Task to carry out -
Your task is to print the material below exactly as presented.

· · · · ·

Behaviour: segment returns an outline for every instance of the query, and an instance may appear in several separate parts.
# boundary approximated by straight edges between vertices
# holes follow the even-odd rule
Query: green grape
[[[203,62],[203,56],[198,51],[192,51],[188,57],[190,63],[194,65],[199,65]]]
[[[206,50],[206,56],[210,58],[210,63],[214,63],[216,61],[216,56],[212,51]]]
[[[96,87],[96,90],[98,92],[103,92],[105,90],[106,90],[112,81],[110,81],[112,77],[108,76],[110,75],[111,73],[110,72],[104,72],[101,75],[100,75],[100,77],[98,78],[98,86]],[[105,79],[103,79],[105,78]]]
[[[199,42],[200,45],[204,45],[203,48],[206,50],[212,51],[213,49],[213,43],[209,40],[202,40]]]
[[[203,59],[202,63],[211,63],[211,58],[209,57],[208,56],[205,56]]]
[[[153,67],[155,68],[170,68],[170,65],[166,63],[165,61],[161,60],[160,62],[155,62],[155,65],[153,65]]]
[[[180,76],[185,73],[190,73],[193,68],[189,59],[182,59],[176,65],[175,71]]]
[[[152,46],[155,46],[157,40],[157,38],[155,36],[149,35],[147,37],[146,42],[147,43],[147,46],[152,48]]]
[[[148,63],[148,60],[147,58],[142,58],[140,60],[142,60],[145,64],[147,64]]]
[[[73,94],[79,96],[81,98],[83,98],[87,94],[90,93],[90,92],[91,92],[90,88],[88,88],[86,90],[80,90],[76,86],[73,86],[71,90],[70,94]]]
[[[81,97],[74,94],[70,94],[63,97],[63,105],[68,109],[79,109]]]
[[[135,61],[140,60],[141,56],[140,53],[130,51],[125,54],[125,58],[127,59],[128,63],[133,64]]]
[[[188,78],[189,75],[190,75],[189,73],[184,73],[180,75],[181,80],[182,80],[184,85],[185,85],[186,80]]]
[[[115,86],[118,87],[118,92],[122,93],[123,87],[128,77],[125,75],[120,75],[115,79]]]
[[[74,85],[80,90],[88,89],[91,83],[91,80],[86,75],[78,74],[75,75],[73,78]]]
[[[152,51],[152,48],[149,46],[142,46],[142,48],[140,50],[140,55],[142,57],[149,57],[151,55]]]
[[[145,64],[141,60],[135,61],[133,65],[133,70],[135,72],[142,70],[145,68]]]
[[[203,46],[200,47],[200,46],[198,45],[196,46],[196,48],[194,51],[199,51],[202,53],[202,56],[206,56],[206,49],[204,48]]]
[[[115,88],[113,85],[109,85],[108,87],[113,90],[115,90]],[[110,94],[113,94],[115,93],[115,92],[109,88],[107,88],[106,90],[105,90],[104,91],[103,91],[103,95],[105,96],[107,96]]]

· · · · ·

The completed task -
Behaviour: segment returns an outline for every instance of the query, and an instance may appear in several separate parts.
# boundary approximated by straight edges between vertices
# holes follow the even-odd rule
Query: green grape
[[[203,62],[203,56],[198,51],[192,51],[188,57],[190,63],[194,65],[199,65]]]
[[[206,50],[206,56],[210,58],[210,63],[214,63],[216,61],[216,56],[212,51]]]
[[[96,87],[96,90],[98,92],[103,92],[105,90],[106,90],[112,81],[110,81],[112,77],[108,76],[110,75],[111,73],[110,72],[104,72],[101,75],[100,75],[100,77],[98,78],[98,86]],[[105,79],[103,79],[105,78]]]
[[[199,42],[200,45],[204,45],[203,48],[206,50],[212,51],[213,49],[213,43],[209,40],[202,40]]]
[[[203,59],[202,63],[211,63],[211,58],[209,57],[208,56],[205,56]]]
[[[153,67],[155,68],[170,68],[170,65],[166,63],[165,61],[161,60],[160,62],[155,62],[155,65],[153,65]]]
[[[180,76],[185,73],[190,73],[193,68],[189,59],[182,59],[176,65],[175,71]]]
[[[152,46],[155,46],[157,40],[157,38],[155,36],[149,35],[147,37],[146,42],[147,43],[147,46],[152,48]]]
[[[148,63],[148,60],[147,58],[142,58],[140,60],[142,60],[145,64],[147,64]]]
[[[73,94],[79,96],[81,98],[83,98],[87,94],[90,93],[90,92],[91,92],[90,88],[88,88],[86,90],[80,90],[76,86],[73,86],[71,90],[70,94]]]
[[[81,97],[74,94],[70,94],[63,97],[63,105],[68,109],[79,109]]]
[[[135,61],[140,60],[141,56],[140,53],[130,51],[125,54],[125,58],[127,59],[128,63],[133,64]]]
[[[188,78],[189,75],[190,75],[189,73],[184,73],[180,75],[181,80],[182,80],[184,85],[185,85],[186,80]]]
[[[115,86],[118,87],[118,92],[122,93],[123,87],[128,77],[125,75],[120,75],[115,79]]]
[[[74,85],[80,90],[88,89],[91,83],[91,80],[86,75],[78,74],[75,75],[73,78]]]
[[[152,51],[152,48],[149,46],[142,46],[142,48],[140,50],[140,55],[142,57],[149,57],[151,55]]]
[[[145,64],[141,60],[135,61],[133,65],[133,70],[135,72],[142,70],[145,68]]]
[[[203,46],[200,47],[200,46],[198,45],[196,46],[196,48],[194,51],[199,51],[202,53],[202,56],[206,56],[206,49],[204,48]]]
[[[115,88],[113,85],[109,85],[108,87],[113,90],[115,90]],[[110,94],[113,94],[115,93],[115,92],[109,88],[107,88],[106,90],[105,90],[104,91],[103,91],[103,95],[105,96],[107,96]]]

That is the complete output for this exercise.